━━ Given data

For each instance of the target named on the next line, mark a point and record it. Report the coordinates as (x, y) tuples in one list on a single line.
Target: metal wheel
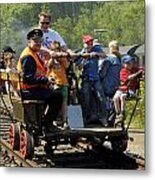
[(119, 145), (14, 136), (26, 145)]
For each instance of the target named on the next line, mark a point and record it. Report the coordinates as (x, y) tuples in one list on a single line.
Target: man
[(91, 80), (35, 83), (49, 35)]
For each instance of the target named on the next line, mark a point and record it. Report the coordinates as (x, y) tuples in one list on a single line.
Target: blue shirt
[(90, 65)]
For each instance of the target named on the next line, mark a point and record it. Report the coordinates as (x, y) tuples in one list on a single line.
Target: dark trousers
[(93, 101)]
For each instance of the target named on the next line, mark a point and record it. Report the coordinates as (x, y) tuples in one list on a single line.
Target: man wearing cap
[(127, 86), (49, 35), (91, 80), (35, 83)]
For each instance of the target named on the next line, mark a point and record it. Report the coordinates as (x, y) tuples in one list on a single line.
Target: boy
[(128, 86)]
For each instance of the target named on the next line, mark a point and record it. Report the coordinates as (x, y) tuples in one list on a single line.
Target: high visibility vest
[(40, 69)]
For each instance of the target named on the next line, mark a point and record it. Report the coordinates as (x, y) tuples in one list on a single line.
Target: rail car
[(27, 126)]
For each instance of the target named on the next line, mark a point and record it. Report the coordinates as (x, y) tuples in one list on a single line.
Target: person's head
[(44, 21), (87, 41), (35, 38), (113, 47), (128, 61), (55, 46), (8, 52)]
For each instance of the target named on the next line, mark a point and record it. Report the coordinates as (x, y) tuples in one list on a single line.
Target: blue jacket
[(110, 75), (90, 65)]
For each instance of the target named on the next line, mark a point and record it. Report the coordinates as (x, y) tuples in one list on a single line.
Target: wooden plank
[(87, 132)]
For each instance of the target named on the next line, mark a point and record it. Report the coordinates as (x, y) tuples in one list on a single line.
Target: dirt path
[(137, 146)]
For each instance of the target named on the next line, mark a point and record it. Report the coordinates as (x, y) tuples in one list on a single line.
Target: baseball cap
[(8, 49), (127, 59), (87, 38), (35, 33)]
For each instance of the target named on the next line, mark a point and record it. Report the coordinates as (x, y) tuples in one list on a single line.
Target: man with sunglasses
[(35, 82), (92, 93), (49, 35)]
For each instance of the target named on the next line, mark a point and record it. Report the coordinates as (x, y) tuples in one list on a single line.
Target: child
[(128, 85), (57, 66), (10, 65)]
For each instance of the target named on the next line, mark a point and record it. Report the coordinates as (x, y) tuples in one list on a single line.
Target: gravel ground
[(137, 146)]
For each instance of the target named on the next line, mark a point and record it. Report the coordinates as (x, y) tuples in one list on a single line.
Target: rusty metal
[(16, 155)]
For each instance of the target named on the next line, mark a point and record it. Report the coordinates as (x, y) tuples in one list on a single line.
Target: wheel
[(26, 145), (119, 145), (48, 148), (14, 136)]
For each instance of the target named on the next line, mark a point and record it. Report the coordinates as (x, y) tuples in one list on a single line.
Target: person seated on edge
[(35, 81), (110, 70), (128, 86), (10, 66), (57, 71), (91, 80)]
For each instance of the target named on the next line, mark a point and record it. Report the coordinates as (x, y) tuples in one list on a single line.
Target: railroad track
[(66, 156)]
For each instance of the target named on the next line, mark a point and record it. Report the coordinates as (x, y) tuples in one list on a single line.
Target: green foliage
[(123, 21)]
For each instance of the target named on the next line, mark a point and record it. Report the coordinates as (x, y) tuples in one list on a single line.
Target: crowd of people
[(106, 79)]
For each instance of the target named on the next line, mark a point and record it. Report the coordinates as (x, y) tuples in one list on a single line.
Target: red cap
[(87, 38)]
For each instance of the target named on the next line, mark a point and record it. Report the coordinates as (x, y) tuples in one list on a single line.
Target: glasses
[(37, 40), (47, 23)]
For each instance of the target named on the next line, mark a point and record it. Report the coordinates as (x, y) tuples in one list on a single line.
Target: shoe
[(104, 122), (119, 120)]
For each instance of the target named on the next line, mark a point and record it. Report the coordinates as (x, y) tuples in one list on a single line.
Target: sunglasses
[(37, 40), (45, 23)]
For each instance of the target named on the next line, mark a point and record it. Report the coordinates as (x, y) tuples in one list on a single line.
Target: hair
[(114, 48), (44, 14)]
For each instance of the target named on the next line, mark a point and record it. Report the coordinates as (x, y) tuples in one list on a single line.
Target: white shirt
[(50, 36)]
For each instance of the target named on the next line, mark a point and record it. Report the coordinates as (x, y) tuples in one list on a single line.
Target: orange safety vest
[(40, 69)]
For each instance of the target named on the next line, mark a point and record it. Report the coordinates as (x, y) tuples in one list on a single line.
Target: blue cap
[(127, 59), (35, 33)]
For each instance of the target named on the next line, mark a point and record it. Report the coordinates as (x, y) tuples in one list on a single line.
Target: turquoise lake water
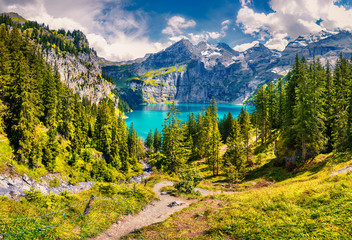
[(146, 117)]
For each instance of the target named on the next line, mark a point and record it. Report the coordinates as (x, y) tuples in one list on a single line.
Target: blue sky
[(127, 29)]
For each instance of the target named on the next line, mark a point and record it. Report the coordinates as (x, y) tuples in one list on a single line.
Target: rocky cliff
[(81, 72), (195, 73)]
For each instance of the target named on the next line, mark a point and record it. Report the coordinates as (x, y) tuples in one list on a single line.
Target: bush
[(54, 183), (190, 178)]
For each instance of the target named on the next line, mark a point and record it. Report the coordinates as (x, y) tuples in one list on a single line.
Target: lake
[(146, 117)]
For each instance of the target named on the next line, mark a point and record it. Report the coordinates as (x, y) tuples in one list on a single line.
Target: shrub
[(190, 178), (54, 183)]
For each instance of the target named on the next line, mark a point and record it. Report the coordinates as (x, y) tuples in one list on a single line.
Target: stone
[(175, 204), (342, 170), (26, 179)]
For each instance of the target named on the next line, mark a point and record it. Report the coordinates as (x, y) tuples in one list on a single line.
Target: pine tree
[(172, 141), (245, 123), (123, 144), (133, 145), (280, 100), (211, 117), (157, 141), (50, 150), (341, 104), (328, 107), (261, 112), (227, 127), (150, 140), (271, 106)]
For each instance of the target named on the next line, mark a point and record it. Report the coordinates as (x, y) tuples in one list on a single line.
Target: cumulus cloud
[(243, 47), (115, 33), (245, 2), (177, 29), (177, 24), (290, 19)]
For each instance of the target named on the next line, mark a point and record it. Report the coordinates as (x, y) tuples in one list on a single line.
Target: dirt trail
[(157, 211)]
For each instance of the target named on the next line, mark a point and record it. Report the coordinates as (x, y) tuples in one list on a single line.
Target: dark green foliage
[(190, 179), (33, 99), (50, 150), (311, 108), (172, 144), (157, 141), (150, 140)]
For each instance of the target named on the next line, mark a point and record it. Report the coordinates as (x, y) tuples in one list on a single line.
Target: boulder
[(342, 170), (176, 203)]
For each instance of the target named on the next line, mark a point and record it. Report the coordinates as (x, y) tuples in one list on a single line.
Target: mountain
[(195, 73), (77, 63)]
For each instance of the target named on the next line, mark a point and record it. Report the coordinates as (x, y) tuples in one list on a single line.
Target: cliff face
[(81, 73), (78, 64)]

━━━━

What you will do >> Copy the stretch from the start of the records through the line containing "[(119, 145), (14, 136), (26, 145)]", with each request included, and increase every coordinate in the answers by 82. Leave the pictures out.

Solution >>
For each instance of the target named on the next line, mark a point and record it. Report the coordinates as (x, y) tuples in one list on a single line.
Target: metal wheel
[(201, 227), (96, 218), (108, 227)]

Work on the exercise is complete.